=== Übungsaufgabe A ===
Gib aus dem Textausschnitt über die Privatsphäre alles von „Für diesen Zweck“ bis hinunter zu „Positionen zu geben.“ wortgetreu wieder.

=== Textausschnitt ===
Für diesen Zweck wird die philosophische und informationsethische Literatur über die Privatsphäre aufgearbeitet, freilich unter dem Gesichtspunkt, das Feld der ethischen Probleme abzustecken, und weniger, den wissenschaftlichen Diskurs umfassend wiederzugeben. Es geht in diesem Kontext auch nicht darum, konkrete politische Handlungsempfehlungen zu generieren, etwa zu einer fairen Balance individueller und wirtschaftlicher Interessen.1

Zweitens sollen im empirischen Teil die im transnationalen Aktivistendiskurs vorgetragenen Forderungen nach einem neuen digitalen Menschenrecht auf Privatsphäre aufgegriffen, geordnet und zumindest in Ansätzen auch bewertet werden. Die Analyse konzentriert sich dabei auf etwa zehn kollektive und einzelne Aktivisten, was zwar eine kleine Zahl ist, aber genügt, um einen hinreichenden Überblick über den Diskurs und die darin artikulierten Positionen zu geben.

=== Übungsaufgabe B ===
Ersetze in den Datensätzen „green blurred background“ durch „blurry green background“, und zwar nur im Bereich von der Zeile mit „Where can the green“ bis hinunter zur Zeile mit „Target: white butterfly“, beide eingeschlossen. Gib ausschließlich diese Zeilen aus und ändere sonst nichts.

=== Bereitgestellte Daten ===
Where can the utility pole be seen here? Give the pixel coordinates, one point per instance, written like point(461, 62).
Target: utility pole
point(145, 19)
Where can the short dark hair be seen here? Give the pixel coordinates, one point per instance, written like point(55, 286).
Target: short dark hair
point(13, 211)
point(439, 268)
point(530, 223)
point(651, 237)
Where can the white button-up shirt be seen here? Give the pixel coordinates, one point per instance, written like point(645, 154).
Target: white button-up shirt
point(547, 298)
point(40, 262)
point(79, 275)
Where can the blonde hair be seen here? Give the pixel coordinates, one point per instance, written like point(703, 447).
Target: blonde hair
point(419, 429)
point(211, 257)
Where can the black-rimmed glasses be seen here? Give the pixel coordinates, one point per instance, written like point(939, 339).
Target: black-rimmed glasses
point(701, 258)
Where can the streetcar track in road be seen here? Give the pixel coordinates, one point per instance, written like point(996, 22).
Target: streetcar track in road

...

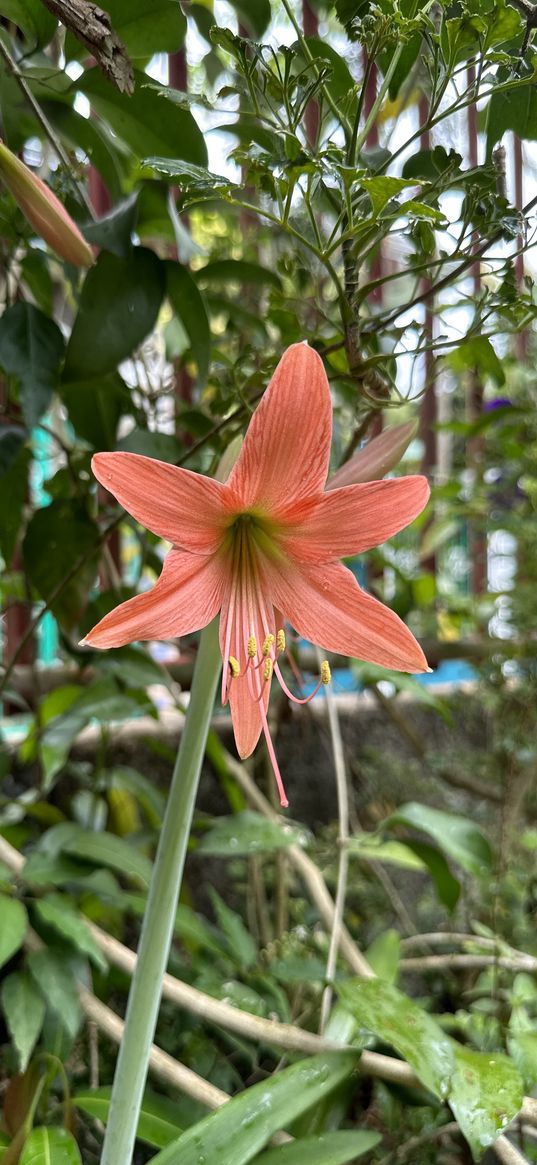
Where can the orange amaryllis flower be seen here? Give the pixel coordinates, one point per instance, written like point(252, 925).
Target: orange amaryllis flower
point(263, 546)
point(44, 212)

---

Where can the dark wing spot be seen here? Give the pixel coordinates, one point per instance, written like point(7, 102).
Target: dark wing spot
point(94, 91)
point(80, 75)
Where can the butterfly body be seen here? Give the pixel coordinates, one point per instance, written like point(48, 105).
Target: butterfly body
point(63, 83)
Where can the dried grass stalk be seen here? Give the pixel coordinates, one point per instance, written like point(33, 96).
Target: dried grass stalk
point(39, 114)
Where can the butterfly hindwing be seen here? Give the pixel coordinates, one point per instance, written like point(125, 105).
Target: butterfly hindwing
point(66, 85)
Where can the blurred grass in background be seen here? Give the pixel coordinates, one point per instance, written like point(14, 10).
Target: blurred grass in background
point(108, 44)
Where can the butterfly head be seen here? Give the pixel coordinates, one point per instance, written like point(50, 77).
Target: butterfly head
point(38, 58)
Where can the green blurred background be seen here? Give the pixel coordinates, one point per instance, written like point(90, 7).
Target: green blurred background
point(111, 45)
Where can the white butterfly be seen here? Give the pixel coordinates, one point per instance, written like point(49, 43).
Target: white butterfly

=== Ausgabe A ===
Für diesen Zweck wird die philosophische und informationsethische Literatur über die Privatsphäre aufgearbeitet, freilich unter dem Gesichtspunkt, das Feld der ethischen Probleme abzustecken, und weniger, den wissenschaftlichen Diskurs umfassend wiederzugeben. Es geht in diesem Kontext auch nicht darum, konkrete politische Handlungsempfehlungen zu generieren, etwa zu einer fairen Balance individueller und wirtschaftlicher Interessen.1

Zweitens sollen im empirischen Teil die im transnationalen Aktivistendiskurs vorgetragenen Forderungen nach einem neuen digitalen Menschenrecht auf Privatsphäre aufgegriffen, geordnet und zumindest in Ansätzen auch bewertet werden. Die Analyse konzentriert sich dabei auf etwa zehn kollektive und einzelne Aktivisten, was zwar eine kleine Zahl ist, aber genügt, um einen hinreichenden Überblick über den Diskurs und die darin artikulierten Positionen zu geben.

=== Ausgabe B ===
Where can the blurry green background be seen here? Give the pixel coordinates, one point per instance, written like point(90, 7).
Target: blurry green background
point(111, 45)
Where can the white butterfly be seen here? Give the pixel coordinates, one point per instance, written like point(49, 43).
Target: white butterfly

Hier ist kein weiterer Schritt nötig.